_Passage provided_:
Start of Block
In 1932, the Nationalist government opened the Central Mint in Shanghai, first approved in 1921, and closed all other Chinese mints. The junk dollar entered production thereafter. Although marked as Year 21 in the Republican calendar (1932), the first issue was produced between March and June 1933. Although 2,600,000 were produced, only 55,000 coins entered circulation, with the rest melted down. This reverse of the coin was quickly compared to the Rising Sun flag used by the Empire of Japan, while the gulls were thought to resemble warplanes. These features were removed from the coin in June 1933, leaving only the ship on the waves and the coin's value. The obverse was unchanged, except for the change of the marked year to Year 22. Coins of the original design are known in Chinese as "three bird coins" (三鸟币 (sānniǎobì)), while the latter design, and the series more generally, are known as "ocean boat [dollars]" (船洋 (chuányáng)).

Another mintage of coins with the new design began in May 1934 and continued until December 1935. These coins used the Year 23 (1934) date and were struck using master dies produced by the United States' Philadelphia Mint. Kann recounts the Central Mint producing 210,000 coins per working day, describing their quality as excellent and free from errors. In November 1935, the Nationalist government passed a set of currency reforms, abruptly taking the currency off the silver standard and halting the production of silver coins, to be replaced by the use of paper money. A pattern for a half-dollar coin featuring the same design had been produced at the mint in 1935, but never entered circulation due to the reform.
End of Block
_Listed entries_:
Start of Block
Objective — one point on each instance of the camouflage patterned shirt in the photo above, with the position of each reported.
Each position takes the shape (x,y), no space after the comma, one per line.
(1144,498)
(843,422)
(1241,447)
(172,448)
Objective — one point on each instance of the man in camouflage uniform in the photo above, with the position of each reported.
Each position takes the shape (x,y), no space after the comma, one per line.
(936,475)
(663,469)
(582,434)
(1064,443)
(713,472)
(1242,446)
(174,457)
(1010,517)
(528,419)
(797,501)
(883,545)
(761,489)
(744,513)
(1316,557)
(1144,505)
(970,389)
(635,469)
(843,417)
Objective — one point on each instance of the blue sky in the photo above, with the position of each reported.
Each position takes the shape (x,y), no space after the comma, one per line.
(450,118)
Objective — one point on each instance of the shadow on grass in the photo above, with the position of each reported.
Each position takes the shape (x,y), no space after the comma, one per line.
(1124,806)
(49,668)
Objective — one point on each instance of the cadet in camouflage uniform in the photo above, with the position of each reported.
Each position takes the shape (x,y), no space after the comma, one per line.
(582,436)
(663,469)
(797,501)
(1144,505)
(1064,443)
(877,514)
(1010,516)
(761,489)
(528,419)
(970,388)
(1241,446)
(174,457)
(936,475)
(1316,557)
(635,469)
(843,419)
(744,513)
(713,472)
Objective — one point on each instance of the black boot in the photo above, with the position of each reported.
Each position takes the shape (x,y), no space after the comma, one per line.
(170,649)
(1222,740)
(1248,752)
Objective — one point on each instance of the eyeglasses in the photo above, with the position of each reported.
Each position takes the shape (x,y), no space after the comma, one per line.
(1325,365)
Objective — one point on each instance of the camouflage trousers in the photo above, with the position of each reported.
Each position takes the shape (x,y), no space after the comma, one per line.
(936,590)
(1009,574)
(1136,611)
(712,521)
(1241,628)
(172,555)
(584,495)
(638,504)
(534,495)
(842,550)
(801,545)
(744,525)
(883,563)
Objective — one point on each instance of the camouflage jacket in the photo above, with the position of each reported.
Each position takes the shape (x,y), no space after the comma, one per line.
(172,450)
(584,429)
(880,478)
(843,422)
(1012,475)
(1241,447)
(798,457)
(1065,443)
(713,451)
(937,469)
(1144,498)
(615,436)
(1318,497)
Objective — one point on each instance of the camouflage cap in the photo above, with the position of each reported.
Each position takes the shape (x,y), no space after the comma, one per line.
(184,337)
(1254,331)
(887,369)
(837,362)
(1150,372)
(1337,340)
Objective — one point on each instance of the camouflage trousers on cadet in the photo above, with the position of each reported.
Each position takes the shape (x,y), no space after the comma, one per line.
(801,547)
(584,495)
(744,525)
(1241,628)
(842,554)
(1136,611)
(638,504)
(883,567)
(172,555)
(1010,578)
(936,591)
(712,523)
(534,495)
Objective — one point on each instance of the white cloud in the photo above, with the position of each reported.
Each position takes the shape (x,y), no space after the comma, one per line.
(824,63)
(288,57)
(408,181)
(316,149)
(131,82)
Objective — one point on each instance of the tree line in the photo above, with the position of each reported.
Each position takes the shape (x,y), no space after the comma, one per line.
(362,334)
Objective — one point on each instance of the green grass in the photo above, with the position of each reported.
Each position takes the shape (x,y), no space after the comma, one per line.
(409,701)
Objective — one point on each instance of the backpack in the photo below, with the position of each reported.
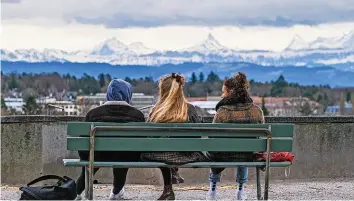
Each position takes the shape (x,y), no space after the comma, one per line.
(64,189)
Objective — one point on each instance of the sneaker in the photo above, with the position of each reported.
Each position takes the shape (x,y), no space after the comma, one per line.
(241,195)
(211,195)
(78,197)
(117,196)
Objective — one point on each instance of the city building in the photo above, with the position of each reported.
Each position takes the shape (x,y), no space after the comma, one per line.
(15,104)
(276,106)
(335,110)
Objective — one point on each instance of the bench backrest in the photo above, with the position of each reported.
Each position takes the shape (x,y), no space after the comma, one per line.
(181,137)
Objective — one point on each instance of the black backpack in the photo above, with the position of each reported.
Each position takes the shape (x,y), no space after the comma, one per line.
(65,189)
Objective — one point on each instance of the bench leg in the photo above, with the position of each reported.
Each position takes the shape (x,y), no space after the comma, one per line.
(86,181)
(259,188)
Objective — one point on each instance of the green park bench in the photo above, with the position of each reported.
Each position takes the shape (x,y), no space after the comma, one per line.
(148,137)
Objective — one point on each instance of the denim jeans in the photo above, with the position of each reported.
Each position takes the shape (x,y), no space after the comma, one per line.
(241,176)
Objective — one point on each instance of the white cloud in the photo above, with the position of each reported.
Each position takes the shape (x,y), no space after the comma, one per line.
(171,24)
(123,13)
(16,34)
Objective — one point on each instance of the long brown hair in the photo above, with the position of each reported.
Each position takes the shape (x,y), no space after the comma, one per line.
(172,105)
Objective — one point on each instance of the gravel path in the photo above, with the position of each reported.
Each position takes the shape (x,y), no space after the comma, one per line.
(279,190)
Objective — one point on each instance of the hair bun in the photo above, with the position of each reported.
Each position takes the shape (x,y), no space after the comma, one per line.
(179,78)
(242,79)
End of Block
_Problem set_:
1. Answer these questions from the passage on the junk dollar, using the data where needed:
(a) Between which months was the first issue of the coin produced?
(b) How many coins per working day does Kann recount the Central Mint producing?
(c) In what year was the pattern for a half-dollar coin produced at the mint?
2. Write out the part of the passage on the junk dollar that opens with the words containing "Another mintage of" and closes with "to the reform.", switching "Philadelphia Mint" to "San Francisco Mint".

_Completed exercise_:
1.
(a) Between March and June 1933.
(b) 210,000 coins.
(c) 1935.

2.
Another mintage of coins with the new design began in May 1934 and continued until December 1935. These coins used the Year 23 (1934) date and were struck using master dies produced by the United States' San Francisco Mint. Kann recounts the Central Mint producing 210,000 coins per working day, describing their quality as excellent and free from errors. In November 1935, the Nationalist government passed a set of currency reforms, abruptly taking the currency off the silver standard and halting the production of silver coins, to be replaced by the use of paper money. A pattern for a half-dollar coin featuring the same design had been produced at the mint in 1935, but never entered circulation due to the reform.